→ **Problem description**
Only lines below containing the string "trunk" should be counted; please give that count by itself.

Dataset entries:
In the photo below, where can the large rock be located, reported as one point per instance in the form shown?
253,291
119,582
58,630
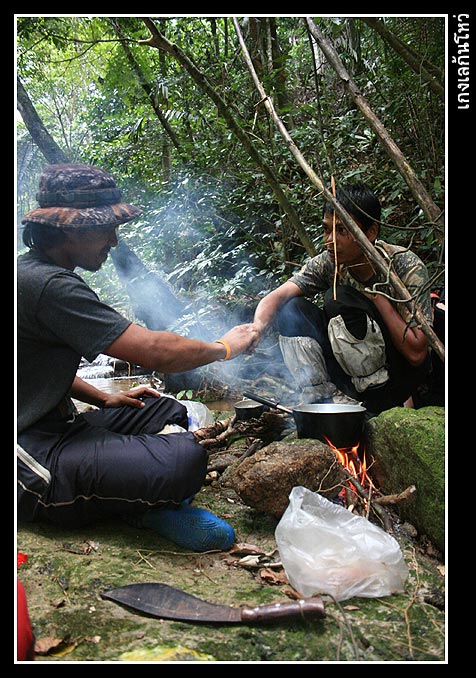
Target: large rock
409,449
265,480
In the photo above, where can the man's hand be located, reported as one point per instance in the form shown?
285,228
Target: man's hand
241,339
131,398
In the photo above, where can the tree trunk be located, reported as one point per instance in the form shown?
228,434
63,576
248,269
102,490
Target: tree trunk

==

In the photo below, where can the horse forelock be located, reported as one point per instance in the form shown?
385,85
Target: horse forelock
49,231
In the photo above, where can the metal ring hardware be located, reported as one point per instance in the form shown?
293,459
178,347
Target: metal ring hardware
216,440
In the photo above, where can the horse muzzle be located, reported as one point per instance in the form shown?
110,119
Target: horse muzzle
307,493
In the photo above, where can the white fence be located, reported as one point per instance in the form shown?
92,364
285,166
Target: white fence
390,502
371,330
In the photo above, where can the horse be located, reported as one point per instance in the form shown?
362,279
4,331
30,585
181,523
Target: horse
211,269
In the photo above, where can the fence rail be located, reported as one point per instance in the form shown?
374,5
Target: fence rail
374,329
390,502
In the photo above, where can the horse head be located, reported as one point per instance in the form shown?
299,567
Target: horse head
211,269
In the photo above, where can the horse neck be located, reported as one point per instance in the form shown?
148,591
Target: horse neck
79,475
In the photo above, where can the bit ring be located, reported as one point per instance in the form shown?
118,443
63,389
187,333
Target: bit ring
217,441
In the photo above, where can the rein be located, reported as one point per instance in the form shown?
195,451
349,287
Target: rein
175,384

==

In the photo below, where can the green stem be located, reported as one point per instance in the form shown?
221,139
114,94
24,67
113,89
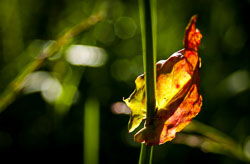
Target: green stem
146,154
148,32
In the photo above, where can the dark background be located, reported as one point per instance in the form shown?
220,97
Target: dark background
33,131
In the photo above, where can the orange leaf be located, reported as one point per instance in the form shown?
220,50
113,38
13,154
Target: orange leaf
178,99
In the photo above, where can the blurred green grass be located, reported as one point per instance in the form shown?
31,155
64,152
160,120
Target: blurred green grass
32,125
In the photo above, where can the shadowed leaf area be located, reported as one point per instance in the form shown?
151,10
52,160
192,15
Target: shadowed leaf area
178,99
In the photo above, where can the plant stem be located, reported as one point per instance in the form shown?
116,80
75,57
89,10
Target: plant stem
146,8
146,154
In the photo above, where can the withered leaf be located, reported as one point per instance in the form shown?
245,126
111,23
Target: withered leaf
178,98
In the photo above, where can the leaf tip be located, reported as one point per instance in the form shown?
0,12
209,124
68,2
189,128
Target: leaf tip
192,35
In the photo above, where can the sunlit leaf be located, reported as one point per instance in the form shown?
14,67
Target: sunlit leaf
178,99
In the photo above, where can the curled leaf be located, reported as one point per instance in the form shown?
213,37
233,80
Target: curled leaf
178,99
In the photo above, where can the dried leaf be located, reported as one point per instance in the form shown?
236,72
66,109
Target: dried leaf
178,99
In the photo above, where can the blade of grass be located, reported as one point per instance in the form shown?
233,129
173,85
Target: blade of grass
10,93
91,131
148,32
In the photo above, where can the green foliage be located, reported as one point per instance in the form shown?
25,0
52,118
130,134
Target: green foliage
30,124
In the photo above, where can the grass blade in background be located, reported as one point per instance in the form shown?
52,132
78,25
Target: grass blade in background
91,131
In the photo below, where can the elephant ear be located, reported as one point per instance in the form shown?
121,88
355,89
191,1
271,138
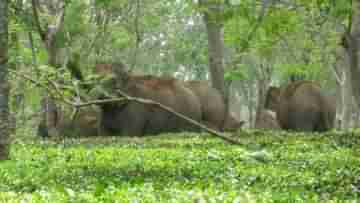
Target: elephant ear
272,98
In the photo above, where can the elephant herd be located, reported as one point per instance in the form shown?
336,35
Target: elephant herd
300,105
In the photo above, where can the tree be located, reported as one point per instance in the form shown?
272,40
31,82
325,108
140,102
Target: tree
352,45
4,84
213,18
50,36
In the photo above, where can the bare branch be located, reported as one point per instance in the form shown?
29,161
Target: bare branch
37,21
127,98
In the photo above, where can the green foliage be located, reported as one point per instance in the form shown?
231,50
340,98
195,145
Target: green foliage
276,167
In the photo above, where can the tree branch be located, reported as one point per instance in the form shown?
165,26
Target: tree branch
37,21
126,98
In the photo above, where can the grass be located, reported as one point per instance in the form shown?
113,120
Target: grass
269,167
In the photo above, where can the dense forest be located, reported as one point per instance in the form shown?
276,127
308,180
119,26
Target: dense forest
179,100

→ **Solution**
2